START Source document

Private Equity Firms Face Heightened Competition from Family Offices

The private equity industry will face many challenges in 2016. Despite the hype about 2015’s being a record year for announced mega deals, in the middle market, M&A slowed down, producing fewer completed deals than the previous year. In December, our Mid-Market M&A Conditions Index (MACI) dipped into contraction territory for the first time since Mergers & Acquisitions began our monthly polls in the fall of 2013.

In 2016, traditional PE firms will face even more competition, not only from each other but also from investment firms that embrace aspects of the PE model but skip the fees and fundraising strategies. Among these alternative firms are independent sponsors, which conduct transactions on a deal-by-deal basis, as we wrote about in our December issue.

Here in the February issue, we take a close look at family offices, many of which are now making direct investments instead of relying on PE firms to make choices for them.

“A number of families are disenchanted with the traditional PE structure and want patient capital to build long-term value,” says Paul Carbone, who heads up private capital for the Pritzker Group.

END Source document
START Data listing

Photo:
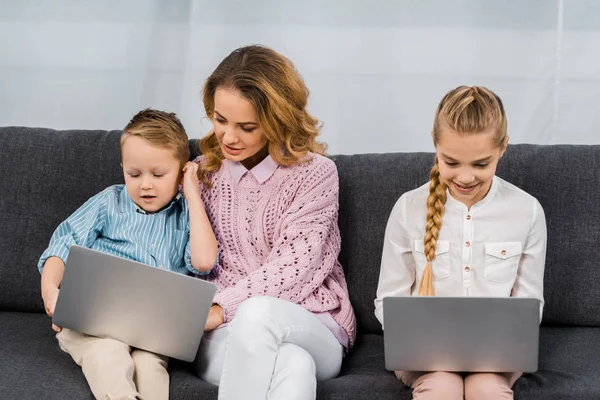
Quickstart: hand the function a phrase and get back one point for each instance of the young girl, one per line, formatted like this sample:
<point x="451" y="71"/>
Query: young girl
<point x="282" y="305"/>
<point x="465" y="233"/>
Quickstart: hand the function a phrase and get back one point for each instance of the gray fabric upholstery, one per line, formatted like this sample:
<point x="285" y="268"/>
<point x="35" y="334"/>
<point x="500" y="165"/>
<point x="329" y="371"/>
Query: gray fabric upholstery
<point x="45" y="175"/>
<point x="33" y="367"/>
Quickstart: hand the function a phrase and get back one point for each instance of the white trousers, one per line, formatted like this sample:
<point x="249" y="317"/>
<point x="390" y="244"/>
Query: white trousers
<point x="272" y="349"/>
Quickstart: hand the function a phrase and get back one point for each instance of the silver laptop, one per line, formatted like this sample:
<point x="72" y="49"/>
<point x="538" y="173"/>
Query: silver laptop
<point x="470" y="334"/>
<point x="145" y="307"/>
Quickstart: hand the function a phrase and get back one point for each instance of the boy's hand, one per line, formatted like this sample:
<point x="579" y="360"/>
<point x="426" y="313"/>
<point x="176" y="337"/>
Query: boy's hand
<point x="216" y="317"/>
<point x="50" y="298"/>
<point x="191" y="183"/>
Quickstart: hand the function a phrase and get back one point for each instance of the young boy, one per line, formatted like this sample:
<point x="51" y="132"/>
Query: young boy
<point x="146" y="220"/>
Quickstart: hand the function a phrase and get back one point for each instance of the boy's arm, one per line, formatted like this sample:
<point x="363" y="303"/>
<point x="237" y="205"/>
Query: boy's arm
<point x="202" y="249"/>
<point x="52" y="274"/>
<point x="81" y="228"/>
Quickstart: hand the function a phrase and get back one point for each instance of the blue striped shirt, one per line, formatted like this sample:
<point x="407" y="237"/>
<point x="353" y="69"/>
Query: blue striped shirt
<point x="112" y="223"/>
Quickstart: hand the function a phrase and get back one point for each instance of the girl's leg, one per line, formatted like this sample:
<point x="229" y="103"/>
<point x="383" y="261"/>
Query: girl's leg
<point x="433" y="385"/>
<point x="492" y="386"/>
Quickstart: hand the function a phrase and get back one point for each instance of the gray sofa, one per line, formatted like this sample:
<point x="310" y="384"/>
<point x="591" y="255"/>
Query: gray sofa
<point x="45" y="175"/>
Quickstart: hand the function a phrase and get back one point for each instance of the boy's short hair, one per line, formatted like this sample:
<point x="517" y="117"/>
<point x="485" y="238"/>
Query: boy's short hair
<point x="160" y="128"/>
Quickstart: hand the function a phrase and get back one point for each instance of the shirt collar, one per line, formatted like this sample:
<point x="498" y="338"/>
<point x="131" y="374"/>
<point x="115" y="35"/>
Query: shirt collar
<point x="263" y="171"/>
<point x="451" y="201"/>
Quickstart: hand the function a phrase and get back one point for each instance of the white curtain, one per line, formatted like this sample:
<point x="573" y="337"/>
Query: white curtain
<point x="376" y="69"/>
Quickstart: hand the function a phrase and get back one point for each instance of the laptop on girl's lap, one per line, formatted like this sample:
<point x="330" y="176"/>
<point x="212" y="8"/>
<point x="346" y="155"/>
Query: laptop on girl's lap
<point x="145" y="307"/>
<point x="469" y="334"/>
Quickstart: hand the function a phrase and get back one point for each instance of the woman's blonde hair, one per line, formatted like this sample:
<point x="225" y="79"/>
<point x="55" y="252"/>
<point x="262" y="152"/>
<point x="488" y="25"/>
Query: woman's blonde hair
<point x="270" y="82"/>
<point x="161" y="129"/>
<point x="466" y="110"/>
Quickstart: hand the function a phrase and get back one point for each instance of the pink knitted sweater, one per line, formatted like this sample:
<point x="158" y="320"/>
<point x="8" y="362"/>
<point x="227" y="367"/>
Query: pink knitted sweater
<point x="280" y="238"/>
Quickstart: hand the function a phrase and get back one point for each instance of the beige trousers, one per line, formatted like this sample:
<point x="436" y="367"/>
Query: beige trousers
<point x="459" y="386"/>
<point x="114" y="370"/>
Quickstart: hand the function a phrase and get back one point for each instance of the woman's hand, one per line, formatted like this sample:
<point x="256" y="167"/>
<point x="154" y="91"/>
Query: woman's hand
<point x="190" y="182"/>
<point x="216" y="317"/>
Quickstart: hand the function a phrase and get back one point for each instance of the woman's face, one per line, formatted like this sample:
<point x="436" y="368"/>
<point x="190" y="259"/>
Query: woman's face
<point x="237" y="128"/>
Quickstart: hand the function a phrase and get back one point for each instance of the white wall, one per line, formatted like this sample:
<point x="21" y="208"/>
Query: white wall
<point x="376" y="69"/>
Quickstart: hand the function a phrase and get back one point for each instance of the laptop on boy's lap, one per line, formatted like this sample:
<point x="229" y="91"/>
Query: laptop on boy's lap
<point x="145" y="307"/>
<point x="470" y="334"/>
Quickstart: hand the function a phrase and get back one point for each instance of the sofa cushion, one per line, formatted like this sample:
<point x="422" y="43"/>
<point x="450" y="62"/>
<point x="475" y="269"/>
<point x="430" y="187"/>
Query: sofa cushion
<point x="33" y="367"/>
<point x="45" y="176"/>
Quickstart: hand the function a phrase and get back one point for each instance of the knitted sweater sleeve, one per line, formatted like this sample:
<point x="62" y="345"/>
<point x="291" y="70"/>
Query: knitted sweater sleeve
<point x="305" y="250"/>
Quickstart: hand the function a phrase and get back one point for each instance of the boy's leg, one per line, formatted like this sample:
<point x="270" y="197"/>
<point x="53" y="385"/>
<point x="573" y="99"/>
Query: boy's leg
<point x="106" y="364"/>
<point x="490" y="386"/>
<point x="433" y="385"/>
<point x="151" y="377"/>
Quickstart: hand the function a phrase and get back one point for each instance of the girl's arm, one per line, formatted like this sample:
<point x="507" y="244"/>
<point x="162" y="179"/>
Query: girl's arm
<point x="530" y="276"/>
<point x="397" y="273"/>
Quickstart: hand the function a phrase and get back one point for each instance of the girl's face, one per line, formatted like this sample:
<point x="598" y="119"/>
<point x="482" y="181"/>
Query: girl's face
<point x="468" y="163"/>
<point x="237" y="129"/>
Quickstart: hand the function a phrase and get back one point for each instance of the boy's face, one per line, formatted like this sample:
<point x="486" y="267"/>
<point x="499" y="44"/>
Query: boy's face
<point x="152" y="173"/>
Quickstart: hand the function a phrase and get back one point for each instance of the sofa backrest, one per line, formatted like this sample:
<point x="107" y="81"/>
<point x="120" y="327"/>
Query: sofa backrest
<point x="45" y="175"/>
<point x="564" y="178"/>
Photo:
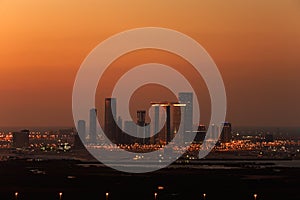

END Data listing

Using the article on family offices and private equity, answer these:
1. When did Mergers & Acquisitions begin its monthly polls?
2. On what basis do independent sponsors conduct transactions?
3. Who heads up private capital for the Pritzker Group?
This listing comes from a different source than the text above it.

1. In the fall of 2013.
2. On a deal-by-deal basis.
3. Paul Carbone.